start Extracted entries

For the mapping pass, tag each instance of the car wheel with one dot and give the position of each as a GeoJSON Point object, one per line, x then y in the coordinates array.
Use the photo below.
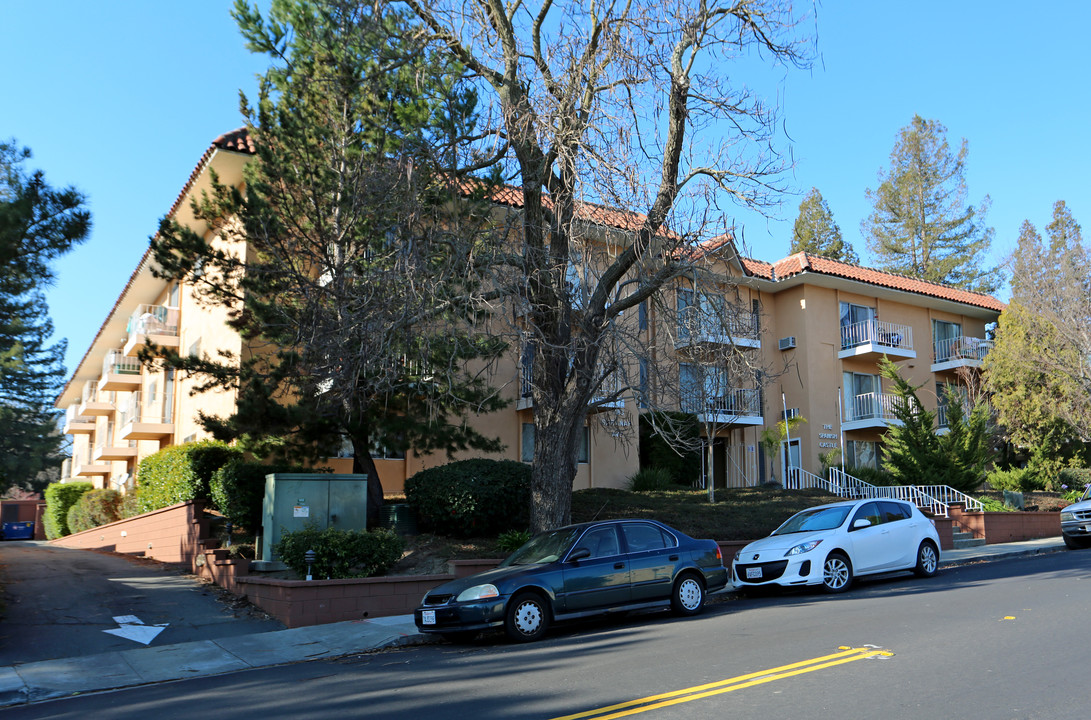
{"type": "Point", "coordinates": [527, 618]}
{"type": "Point", "coordinates": [1075, 543]}
{"type": "Point", "coordinates": [836, 573]}
{"type": "Point", "coordinates": [927, 560]}
{"type": "Point", "coordinates": [688, 596]}
{"type": "Point", "coordinates": [459, 637]}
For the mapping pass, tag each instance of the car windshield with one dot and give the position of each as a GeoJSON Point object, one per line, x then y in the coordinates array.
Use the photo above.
{"type": "Point", "coordinates": [544, 548]}
{"type": "Point", "coordinates": [818, 518]}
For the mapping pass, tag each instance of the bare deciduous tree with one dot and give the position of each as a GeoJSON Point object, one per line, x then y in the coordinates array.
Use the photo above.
{"type": "Point", "coordinates": [626, 105]}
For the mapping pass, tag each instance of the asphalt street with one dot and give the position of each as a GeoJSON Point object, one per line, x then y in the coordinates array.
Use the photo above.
{"type": "Point", "coordinates": [62, 602]}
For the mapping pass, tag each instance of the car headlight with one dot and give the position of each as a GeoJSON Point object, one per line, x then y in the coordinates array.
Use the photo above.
{"type": "Point", "coordinates": [478, 592]}
{"type": "Point", "coordinates": [800, 549]}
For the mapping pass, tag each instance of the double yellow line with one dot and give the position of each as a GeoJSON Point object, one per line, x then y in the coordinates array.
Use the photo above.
{"type": "Point", "coordinates": [698, 692]}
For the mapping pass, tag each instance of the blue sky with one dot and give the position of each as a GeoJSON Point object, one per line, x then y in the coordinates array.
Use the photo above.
{"type": "Point", "coordinates": [121, 98]}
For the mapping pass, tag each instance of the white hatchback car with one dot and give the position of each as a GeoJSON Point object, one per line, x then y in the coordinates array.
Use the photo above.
{"type": "Point", "coordinates": [831, 544]}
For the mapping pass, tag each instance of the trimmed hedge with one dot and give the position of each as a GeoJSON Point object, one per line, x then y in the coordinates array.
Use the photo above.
{"type": "Point", "coordinates": [94, 508]}
{"type": "Point", "coordinates": [180, 472]}
{"type": "Point", "coordinates": [339, 553]}
{"type": "Point", "coordinates": [469, 499]}
{"type": "Point", "coordinates": [59, 497]}
{"type": "Point", "coordinates": [238, 489]}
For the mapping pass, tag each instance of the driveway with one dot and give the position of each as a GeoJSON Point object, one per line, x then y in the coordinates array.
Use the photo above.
{"type": "Point", "coordinates": [60, 603]}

end Extracted entries

* Your task:
Reproduce all of the material above verbatim, omitting the pictures.

* Task result:
For the mapping pass, tag each instance of the car wheel with one dot and give the position of each as a GeoJSON Point object, one per line, x then y in the coordinates array.
Use the photo below.
{"type": "Point", "coordinates": [527, 618]}
{"type": "Point", "coordinates": [1075, 543]}
{"type": "Point", "coordinates": [836, 573]}
{"type": "Point", "coordinates": [927, 560]}
{"type": "Point", "coordinates": [688, 596]}
{"type": "Point", "coordinates": [459, 637]}
For the mapping pass, tag each instance of the car windshield with one dot and give the position of each as a GeoJSON Point object, one per line, x then y in the coordinates array.
Use the photo above.
{"type": "Point", "coordinates": [544, 548]}
{"type": "Point", "coordinates": [818, 518]}
For the mapping pass, tag each instance of the bare deciduous tree with one dot and give the position of each as a GeoJSON Point object, one per line, x then y in the coordinates array.
Use the photo above.
{"type": "Point", "coordinates": [626, 105]}
For the mapping pass, tag each instance of the asphalt street with one dot and give the position of each as a GeoJSON Point object, one per line, x then y in the coordinates array.
Use the photo above.
{"type": "Point", "coordinates": [62, 602]}
For the mapping pass, tag each instance of the car headlight with one dot and give the position of each as a GeoJSON Point object, one per line, x then y in the coordinates array.
Use the photo above.
{"type": "Point", "coordinates": [478, 592]}
{"type": "Point", "coordinates": [800, 549]}
For the mapping pass, tag each instance of the double yellow line with one dot and give the position of each as a GeoJSON Point object, one per line, x then y in the coordinates array.
Use the photo above.
{"type": "Point", "coordinates": [698, 692]}
For the mapping pass, tag each instance of the blue sky with one dot and give the position of each as a GeoJSON Point object, one per line, x then y in the coordinates array.
Use the photo above.
{"type": "Point", "coordinates": [121, 98]}
For the mapping pass, tag each instance of the white hatchback car with one dot and give the position of each as a GeoJSON Point object, one per line, x then y in the coordinates array.
Use the photo above.
{"type": "Point", "coordinates": [831, 544]}
For the mapping pass, tag each instance of the trimmed hedge with one dot and give the position of each as a GeoJSON Point object, one per line, x then y in the coordinates array.
Use the photo above.
{"type": "Point", "coordinates": [94, 508]}
{"type": "Point", "coordinates": [180, 472]}
{"type": "Point", "coordinates": [339, 553]}
{"type": "Point", "coordinates": [469, 499]}
{"type": "Point", "coordinates": [59, 497]}
{"type": "Point", "coordinates": [238, 489]}
For the mapping pass, tag each instance of the driveway with one dot and give the position of each as a GeoJSON Point object, one per line, x then y in the coordinates array.
Use the photo above.
{"type": "Point", "coordinates": [60, 603]}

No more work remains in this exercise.